>>>
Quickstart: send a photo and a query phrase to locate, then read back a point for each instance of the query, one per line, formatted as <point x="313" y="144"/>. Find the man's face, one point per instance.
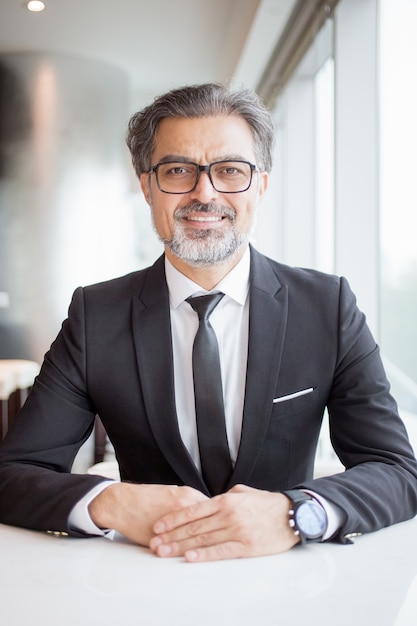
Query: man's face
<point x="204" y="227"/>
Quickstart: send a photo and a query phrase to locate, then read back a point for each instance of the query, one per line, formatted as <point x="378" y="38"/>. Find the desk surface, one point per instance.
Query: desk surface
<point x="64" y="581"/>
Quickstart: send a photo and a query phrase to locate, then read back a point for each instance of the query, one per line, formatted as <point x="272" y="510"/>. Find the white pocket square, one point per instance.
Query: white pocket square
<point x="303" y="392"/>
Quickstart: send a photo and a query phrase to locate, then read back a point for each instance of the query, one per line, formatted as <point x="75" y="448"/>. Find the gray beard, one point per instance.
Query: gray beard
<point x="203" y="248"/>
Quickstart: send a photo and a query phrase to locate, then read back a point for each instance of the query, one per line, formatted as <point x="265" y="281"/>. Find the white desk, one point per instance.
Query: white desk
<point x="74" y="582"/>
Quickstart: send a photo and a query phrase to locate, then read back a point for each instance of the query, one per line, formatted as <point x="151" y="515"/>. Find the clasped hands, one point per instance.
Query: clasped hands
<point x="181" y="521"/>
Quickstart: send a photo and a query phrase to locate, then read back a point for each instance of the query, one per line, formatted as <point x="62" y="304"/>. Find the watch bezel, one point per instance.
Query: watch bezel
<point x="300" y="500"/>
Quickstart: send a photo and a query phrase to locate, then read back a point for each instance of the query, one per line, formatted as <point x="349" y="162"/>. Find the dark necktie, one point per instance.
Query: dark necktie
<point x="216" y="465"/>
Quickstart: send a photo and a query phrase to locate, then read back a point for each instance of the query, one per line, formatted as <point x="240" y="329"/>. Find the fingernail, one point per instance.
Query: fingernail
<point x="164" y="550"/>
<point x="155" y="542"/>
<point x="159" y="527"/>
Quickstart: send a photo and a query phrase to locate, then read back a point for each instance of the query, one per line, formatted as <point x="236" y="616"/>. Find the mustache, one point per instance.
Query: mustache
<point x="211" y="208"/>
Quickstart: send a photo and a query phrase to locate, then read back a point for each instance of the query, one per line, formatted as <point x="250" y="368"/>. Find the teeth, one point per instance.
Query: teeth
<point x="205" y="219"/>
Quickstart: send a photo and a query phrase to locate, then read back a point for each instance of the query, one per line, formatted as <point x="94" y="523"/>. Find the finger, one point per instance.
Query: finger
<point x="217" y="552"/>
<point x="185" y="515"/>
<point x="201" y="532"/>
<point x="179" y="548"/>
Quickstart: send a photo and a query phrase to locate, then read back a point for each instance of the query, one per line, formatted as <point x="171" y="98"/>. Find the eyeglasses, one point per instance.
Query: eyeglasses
<<<
>>>
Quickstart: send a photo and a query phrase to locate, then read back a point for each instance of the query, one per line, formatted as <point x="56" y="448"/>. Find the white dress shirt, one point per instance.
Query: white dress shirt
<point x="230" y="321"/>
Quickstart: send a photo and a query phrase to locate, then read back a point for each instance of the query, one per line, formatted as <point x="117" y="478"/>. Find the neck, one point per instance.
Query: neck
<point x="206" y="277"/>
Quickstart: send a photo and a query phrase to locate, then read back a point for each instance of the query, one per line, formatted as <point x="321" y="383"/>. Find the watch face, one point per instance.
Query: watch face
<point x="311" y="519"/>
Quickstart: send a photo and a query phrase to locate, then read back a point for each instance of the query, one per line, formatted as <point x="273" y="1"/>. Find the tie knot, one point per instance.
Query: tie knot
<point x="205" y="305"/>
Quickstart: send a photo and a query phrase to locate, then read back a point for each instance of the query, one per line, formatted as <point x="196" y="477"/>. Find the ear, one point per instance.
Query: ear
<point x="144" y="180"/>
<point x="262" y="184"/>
<<<
>>>
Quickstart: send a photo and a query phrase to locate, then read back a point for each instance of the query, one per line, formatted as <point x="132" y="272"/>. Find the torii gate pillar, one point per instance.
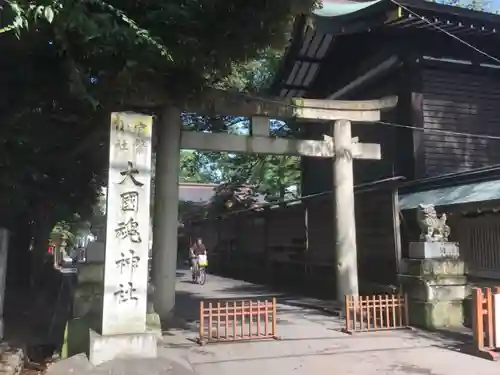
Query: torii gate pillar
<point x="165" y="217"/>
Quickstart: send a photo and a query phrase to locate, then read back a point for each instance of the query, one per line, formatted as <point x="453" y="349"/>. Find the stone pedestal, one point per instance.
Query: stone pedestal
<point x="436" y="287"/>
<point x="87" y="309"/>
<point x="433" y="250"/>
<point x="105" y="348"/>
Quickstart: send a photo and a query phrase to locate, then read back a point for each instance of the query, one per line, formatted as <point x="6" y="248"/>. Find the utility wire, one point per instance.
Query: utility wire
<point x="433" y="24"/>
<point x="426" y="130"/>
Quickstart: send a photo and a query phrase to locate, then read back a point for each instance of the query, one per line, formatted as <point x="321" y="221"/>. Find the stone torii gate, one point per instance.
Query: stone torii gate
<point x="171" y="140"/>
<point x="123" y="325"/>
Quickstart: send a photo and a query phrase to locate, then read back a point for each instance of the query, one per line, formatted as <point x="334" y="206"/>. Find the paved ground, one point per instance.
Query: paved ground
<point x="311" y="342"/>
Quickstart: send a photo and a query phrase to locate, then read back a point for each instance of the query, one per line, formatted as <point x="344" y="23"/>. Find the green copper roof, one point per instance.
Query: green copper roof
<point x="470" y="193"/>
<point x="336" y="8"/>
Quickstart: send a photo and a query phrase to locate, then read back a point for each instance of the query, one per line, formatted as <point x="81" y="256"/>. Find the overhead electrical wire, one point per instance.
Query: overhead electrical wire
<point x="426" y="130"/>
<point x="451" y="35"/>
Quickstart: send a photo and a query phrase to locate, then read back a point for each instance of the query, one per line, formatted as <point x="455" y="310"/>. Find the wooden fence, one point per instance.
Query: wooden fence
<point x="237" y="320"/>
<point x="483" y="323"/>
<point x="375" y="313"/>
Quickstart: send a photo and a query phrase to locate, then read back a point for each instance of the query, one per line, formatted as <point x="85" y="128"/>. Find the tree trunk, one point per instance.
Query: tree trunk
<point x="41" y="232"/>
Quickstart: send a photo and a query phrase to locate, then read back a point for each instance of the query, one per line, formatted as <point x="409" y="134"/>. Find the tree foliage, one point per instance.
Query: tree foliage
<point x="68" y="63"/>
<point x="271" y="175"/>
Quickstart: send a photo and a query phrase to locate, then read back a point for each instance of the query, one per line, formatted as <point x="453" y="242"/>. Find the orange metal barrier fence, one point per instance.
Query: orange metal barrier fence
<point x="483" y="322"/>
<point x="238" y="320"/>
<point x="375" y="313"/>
<<<
Task item
Above this task is a listing. Restate, word for word and with nothing added, the lines from the one with "fingernail, one point per instance." through the one with "finger, one point per instance.".

Exercise response
Quickstart: send a photo and a query phrase to locate, then read back a point for each instance of the query, one per line, formatted as <point x="240" y="329"/>. Find the fingernail, one point per instance.
Query: fingernail
<point x="164" y="550"/>
<point x="155" y="542"/>
<point x="159" y="527"/>
Quickstart: send a photo and a query phrase to locate, then read back a point for each instance of the query, one per line, formatted as <point x="236" y="616"/>. Find the mustache, one point per instance.
Query: mustache
<point x="211" y="208"/>
Quickstart: send a photo and a query phrase to locate, then read back a point for each instance of the query, one per line, formatted as <point x="250" y="368"/>. Find the teeth, one point per instance.
Query: teeth
<point x="205" y="219"/>
Quickstart: send a photo and a query phrase to locate, then read back a point for each instance of the query, one per line, formatted as <point x="94" y="523"/>. Find the finger, one point per instance.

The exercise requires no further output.